Un désir de prouver qu’on travaille assez, qui devient contre-productif. "Ces signaux de productivité, comme regarder constamment notre boîte de réception ou répondre instantanément aux messages, ne nous aident pas vraiment à faire notre travail ; au lieu de cela, ils nous privent du temps nécessaire pour nous concentrer”, explique Karen Eyre-White. 

Car ce diktat de la productivité nous fait perdre confiance en nous et nous pousse à travailler jusqu'à l'épuisement. "Être productif demande du travail, de l'organisation, de la discipline et des habitudes quotidiennes, mais comme nous sommes humains et sujets à des changements d'énergie et de santé, il est inévitable que les choses ne se passent pas toujours comme prévu", rappelle Kate Ibbotson.

Consignes –
Répondez aux questions sur l’extrait.
(a) Selon Karen Eyre-White, de quoi les signaux de productivité nous privent-ils ?
(b) Jusqu’où le diktat de la productivité nous pousse-t-il à travailler ?
(c) D’après Kate Ibbotson, que demande le fait d’être productif ?
Les lignes suivantes ont une autre origine que l’extrait.

Lignes fournies –
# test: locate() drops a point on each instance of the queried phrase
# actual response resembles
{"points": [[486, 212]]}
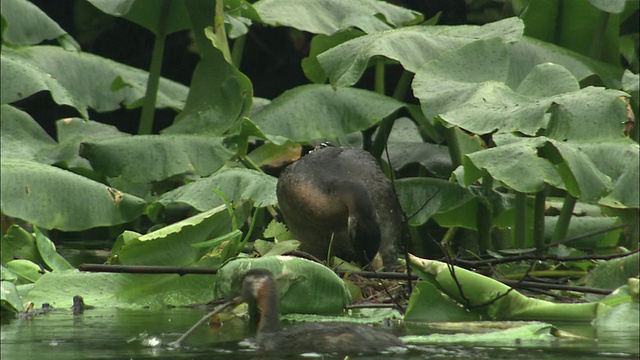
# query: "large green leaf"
{"points": [[27, 24], [22, 137], [471, 289], [219, 97], [529, 52], [72, 132], [17, 243], [21, 79], [171, 245], [470, 87], [236, 183], [429, 196], [516, 165], [148, 158], [303, 286], [53, 198], [619, 161], [411, 46], [65, 73], [572, 25], [124, 291], [330, 16], [146, 13], [9, 297], [312, 112]]}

Corrigé complet –
(a) Du temps nécessaire pour nous concentrer.
(b) Jusqu’à l’épuisement.
(c) Du travail, de l’organisation, de la discipline et des habitudes quotidiennes.